# Set Ups?



## Rod Hawg (Jan 13, 2011)

SO just curious how you guys set up for Flatties. I fish only Channels but are really after some monster Flatties soon. So how do you set up? You fish live or dead bait? Treble or Circle hooks? Rod Length? Depth of the fish? Time of Day? I'm just trying to gather info so when I go for them I'll know a little bit. Thanks!


----------



## fishdealer04 (Aug 27, 2006)

I fish the Ohio River mainly and target all 3 species. I fish for blues more so than any of the other 2 but still catch them all.

I use 8 ft. St. Croix Classic Cat Rods Heavy Action
30 Vicious Offshore mono with a 50 lb leader
8/0 circle hooks

That is my setup that I use for all 3 species. Weight all depends on the situation but I use 6 and 8 oz no-rolls when anchor fishing and 8 oz egg sinkers when drifting

I use cut bait 80% of the time and live shad about 20% of the time.


----------



## smoothkip25 (Nov 17, 2008)

I run 7'10" Quantum Big Cat Hvy action rods 
Abu Garcia 7000Ic3s spooled with 50# mono and 60# to 80# leader
I run either 10/0 Gamakatsu Octopus hooks or 10/0 Owner circle hooks.

**Stated exercise**
Please copy the catfish setup thread word for word, from "I use 8 ft." up to and including "of the time.". The items after the thread come from an unrelated source.

**Listing**

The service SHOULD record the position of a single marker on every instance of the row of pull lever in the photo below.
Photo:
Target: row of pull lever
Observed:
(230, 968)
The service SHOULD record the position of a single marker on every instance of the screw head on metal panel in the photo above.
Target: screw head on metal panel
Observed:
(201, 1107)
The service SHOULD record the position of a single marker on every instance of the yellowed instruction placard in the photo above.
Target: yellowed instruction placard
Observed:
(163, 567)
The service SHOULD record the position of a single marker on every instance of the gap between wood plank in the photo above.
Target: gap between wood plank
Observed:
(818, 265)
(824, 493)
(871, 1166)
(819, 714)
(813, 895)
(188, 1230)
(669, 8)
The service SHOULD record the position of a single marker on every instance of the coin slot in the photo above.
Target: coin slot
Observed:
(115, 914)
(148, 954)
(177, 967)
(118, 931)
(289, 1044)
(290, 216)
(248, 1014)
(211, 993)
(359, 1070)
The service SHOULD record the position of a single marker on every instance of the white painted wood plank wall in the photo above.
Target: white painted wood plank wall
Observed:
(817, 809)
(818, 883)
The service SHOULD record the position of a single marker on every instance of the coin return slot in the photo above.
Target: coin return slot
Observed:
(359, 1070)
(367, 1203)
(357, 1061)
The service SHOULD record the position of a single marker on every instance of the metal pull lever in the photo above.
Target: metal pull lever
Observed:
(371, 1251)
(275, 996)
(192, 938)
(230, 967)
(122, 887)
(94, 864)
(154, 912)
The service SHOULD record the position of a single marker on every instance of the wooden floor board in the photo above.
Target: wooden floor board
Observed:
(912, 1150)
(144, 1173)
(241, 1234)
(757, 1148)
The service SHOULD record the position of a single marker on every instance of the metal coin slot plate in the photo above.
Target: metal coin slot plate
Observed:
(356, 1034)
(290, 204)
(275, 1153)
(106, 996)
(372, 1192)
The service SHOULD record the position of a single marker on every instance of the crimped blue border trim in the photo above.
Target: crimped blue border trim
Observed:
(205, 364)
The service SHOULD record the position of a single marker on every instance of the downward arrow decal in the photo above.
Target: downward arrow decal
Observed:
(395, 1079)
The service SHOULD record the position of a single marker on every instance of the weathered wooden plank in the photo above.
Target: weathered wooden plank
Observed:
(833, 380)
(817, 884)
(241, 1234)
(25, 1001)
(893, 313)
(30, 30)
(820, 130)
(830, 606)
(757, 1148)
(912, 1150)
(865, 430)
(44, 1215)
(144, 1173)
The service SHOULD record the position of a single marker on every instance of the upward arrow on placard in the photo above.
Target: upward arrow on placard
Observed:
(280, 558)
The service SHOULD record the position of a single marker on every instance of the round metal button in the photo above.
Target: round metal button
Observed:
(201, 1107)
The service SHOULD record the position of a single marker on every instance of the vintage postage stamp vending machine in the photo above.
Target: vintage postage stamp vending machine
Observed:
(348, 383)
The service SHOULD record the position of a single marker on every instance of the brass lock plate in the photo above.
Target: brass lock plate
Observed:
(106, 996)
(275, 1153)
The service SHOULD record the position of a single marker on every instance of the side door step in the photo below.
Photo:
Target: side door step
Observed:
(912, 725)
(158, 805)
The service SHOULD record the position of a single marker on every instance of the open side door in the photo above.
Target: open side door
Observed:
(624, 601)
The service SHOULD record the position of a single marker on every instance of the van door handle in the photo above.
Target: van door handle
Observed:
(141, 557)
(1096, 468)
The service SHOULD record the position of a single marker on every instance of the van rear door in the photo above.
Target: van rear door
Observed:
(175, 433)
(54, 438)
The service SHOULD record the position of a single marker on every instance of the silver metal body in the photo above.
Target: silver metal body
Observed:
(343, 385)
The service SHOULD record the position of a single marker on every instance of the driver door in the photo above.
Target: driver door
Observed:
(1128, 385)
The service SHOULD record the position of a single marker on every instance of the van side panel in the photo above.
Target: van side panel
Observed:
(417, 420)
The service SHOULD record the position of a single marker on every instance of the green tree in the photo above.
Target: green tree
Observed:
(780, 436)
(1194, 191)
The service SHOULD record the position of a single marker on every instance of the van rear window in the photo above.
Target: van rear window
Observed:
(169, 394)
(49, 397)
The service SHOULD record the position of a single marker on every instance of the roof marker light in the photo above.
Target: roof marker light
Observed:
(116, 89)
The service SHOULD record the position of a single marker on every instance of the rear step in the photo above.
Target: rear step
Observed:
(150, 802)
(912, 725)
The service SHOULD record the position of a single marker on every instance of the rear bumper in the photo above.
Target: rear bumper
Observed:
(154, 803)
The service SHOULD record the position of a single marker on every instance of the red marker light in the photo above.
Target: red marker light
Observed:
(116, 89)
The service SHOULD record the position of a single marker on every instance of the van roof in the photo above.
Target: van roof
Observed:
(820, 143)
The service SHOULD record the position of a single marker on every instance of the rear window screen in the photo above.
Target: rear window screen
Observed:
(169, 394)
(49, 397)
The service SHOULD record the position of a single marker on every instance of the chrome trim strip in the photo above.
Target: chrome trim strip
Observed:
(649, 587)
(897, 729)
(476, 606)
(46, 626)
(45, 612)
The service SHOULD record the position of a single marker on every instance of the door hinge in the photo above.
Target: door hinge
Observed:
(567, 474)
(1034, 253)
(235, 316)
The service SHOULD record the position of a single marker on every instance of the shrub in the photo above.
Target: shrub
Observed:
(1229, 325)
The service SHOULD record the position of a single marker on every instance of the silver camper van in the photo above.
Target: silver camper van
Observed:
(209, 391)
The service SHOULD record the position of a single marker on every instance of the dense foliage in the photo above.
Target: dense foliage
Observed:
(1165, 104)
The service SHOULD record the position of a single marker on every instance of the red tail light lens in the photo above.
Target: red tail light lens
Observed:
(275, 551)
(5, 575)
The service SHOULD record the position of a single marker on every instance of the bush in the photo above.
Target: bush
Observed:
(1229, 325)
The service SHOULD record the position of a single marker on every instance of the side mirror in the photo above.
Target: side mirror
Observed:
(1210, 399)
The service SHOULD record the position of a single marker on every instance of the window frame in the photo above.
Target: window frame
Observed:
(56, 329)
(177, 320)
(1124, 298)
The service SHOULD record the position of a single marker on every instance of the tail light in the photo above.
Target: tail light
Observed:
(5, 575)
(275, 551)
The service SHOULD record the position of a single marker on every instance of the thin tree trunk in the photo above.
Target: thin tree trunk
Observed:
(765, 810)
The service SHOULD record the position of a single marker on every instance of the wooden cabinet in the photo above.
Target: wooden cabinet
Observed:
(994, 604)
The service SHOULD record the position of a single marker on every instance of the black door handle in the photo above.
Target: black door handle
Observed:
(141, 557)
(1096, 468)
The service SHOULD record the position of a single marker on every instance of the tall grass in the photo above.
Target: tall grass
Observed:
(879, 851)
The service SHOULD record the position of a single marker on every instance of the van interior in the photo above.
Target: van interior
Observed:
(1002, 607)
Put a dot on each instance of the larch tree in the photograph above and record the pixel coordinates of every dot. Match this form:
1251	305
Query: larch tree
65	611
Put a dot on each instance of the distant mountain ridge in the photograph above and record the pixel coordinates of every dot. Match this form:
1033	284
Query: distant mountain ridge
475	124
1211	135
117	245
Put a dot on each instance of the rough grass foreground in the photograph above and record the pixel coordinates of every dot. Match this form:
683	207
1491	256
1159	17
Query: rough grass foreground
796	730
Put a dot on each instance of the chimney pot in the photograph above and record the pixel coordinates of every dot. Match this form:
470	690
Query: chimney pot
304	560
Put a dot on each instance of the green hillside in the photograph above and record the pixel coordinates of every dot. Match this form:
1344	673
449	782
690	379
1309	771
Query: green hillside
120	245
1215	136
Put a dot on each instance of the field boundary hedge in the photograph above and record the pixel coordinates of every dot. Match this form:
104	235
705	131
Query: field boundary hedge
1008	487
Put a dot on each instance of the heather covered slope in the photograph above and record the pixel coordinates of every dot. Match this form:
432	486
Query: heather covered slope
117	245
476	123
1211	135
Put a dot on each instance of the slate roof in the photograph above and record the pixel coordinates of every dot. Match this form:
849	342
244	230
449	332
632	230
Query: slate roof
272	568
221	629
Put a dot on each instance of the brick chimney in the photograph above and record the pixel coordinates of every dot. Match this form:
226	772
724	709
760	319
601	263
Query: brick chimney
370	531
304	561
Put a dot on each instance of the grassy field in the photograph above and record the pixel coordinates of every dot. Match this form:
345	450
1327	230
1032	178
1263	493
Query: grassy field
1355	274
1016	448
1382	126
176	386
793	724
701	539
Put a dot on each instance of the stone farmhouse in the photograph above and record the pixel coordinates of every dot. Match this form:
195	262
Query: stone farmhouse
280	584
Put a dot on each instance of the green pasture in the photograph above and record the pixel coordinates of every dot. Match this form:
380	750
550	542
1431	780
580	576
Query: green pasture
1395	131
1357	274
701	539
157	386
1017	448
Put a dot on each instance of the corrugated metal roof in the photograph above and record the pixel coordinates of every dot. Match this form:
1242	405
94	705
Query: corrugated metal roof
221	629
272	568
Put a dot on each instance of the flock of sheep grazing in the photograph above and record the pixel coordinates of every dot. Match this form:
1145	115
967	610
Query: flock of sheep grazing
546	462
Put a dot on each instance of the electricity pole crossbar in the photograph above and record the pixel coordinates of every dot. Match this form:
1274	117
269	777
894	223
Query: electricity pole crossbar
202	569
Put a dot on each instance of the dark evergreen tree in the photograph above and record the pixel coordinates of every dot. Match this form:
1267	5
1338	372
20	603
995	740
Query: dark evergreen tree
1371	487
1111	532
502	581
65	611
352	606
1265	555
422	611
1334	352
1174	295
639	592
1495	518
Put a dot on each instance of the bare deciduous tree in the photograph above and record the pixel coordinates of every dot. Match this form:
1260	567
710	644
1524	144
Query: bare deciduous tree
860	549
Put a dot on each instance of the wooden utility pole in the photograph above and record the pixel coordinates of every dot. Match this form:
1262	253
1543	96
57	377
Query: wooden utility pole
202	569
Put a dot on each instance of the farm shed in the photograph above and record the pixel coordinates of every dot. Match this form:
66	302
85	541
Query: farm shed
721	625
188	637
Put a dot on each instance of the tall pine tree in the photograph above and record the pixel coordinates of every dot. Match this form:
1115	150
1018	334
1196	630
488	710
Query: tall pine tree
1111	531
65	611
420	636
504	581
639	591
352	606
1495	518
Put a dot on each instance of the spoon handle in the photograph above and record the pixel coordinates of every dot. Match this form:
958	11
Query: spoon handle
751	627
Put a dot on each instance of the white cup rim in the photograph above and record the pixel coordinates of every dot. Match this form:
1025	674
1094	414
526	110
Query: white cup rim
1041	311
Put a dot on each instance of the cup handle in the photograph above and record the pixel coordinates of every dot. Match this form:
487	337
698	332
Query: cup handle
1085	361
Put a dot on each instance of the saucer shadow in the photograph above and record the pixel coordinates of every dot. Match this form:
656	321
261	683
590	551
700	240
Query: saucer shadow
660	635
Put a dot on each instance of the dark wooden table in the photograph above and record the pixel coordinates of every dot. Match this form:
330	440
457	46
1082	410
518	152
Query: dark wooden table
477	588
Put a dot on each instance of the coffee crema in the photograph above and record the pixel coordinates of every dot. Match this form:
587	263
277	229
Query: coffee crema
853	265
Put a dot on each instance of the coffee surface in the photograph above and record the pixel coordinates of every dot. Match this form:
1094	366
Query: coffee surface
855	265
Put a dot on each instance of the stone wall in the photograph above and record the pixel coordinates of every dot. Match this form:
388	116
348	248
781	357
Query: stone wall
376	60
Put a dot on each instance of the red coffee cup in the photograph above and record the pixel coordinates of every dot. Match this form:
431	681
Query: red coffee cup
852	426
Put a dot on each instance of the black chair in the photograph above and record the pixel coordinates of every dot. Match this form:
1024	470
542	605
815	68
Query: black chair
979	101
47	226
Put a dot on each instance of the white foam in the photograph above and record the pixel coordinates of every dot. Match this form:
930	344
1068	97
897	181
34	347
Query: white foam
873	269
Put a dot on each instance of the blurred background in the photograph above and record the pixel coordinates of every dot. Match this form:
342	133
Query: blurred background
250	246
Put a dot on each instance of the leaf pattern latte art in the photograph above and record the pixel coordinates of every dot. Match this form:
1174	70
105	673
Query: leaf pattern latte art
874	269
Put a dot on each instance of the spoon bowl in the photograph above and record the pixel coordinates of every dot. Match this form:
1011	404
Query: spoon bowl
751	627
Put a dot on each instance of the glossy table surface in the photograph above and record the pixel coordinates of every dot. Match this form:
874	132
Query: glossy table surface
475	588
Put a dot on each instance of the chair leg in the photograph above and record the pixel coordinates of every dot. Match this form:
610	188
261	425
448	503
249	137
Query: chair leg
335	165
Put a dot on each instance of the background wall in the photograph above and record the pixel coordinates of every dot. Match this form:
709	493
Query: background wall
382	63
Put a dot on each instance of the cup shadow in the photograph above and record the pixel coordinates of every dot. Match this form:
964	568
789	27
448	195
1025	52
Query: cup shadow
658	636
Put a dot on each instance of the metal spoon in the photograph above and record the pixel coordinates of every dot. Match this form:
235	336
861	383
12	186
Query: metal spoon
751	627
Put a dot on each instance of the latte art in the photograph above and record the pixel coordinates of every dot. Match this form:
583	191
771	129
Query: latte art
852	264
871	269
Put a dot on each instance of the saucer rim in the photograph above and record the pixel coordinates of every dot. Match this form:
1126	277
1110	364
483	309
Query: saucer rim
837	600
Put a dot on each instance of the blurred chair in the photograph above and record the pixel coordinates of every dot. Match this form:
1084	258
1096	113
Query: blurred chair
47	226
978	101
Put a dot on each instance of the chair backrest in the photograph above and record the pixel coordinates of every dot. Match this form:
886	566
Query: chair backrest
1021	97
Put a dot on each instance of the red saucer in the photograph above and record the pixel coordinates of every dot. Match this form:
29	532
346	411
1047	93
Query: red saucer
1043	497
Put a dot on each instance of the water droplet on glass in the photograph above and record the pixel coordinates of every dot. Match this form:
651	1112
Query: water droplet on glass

**Solution**
I use 8 ft. St. Croix Classic Cat Rods Heavy Action
30 Vicious Offshore mono with a 50 lb leader
8/0 circle hooks

That is my setup that I use for all 3 species. Weight all depends on the situation but I use 6 and 8 oz no-rolls when anchor fishing and 8 oz egg sinkers when drifting

I use cut bait 80% of the time and live shad about 20% of the time.